▶ _ARTICLE_
-.-.-
Chipset drivers maybe? For Windows to detect that the hardware has changed it must first load, at least partially, and to load it needs to use a driver. My guess is that by default it uses the last driver it was using when the machine shuts down. I realy don't see anythign wrong with this. How often are you changing your MoBo WITHOUT doing a re-install? That just doesn't make sense to me. Are OSx or Linux capable of doing this?

RE: My faith in Microsoft
By wsc on 10/27/2010 6:00:20 PM , Rating: 2
[is] Linux capable of doing this?

Yes, it is. At least unless you had chosen to install
kernel compiled for given cpu.
With most modern linux distros you can simply get
your hd and move it between machines.

You may try how it works in linux with any so called
"LiveCD" or "LiveStick" distro. I.e. any ubuntu image.
( )
It wont touch your hdd and will let you see how linux
is capable of sensing hardware at boot time.
-.-.-
▶ _MATERIAL FOR THIS TASK_
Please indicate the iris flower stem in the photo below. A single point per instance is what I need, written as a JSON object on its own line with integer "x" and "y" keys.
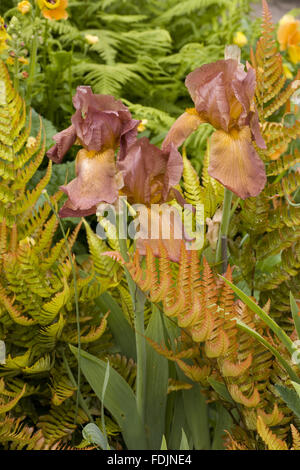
{"x": 138, "y": 302}
{"x": 75, "y": 298}
{"x": 224, "y": 225}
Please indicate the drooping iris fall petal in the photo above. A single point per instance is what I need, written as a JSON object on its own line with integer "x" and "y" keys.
{"x": 160, "y": 224}
{"x": 235, "y": 163}
{"x": 149, "y": 173}
{"x": 96, "y": 182}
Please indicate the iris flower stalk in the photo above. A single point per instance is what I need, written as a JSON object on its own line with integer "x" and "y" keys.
{"x": 143, "y": 173}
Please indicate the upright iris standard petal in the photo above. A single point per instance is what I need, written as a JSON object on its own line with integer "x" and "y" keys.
-.-.-
▶ _JOB A_
Pick out every line in the entries that contains the word "need".
▶ _JOB B_
Carry on the forum discussion about moving a system drive to new hardware under Windows and Linux, starting after its final sentence.

▶ _TASK RESULT A_
Please indicate the iris flower stem in the photo below. A single point per instance is what I need, written as a JSON object on its own line with integer "x" and "y" keys.
Please indicate the drooping iris fall petal in the photo above. A single point per instance is what I need, written as a JSON object on its own line with integer "x" and "y" keys.
Please indicate the iris flower stalk in the photo above. A single point per instance is what I need, written as a JSON object on its own line with integer "x" and "y" keys.
Please indicate the upright iris standard petal in the photo above. A single point per instance is what I need, written as a JSON object on its own line with integer "x" and "y" keys.

▶ _TASK RESULT B_
RE: My faith in Microsoft
By Akrovah on 10/27/2010 6:40:27 PM , Rating: 2
I have used a live CD and even attempted to install, but it did not recognize my fakeRAID setup. The only way I could find to get it to do so was a kernel update, that required an installed copy of Linux with HDD space to compile. Or something. That was a few years ago though. Just don't have enough interest in Linux to keep trying.

Thats pretty sweet about the HDD moving working between systems though. Not something I would be likely to make a lot of use of, but neat anyway.

RE: My faith in Microsoft
By kmmatney on 11/1/2010 7:38:10 PM , Rating: 2
yes - it is the storage drivers - but there are default Microsoft drivers that work with just about everything. Why can't windows use those drivers, instead of blue screening? That would be more useful. I usually just uninstall any custom drivers before I swap out motherboard, but this isn't always possible if the old motherboard has problems.

I usually just go into a repair-install, but it would be far easier to be able to bypass the current storage drivers - at least to get into safe mode. Should be able to do this at the startup prompt when you hit F8.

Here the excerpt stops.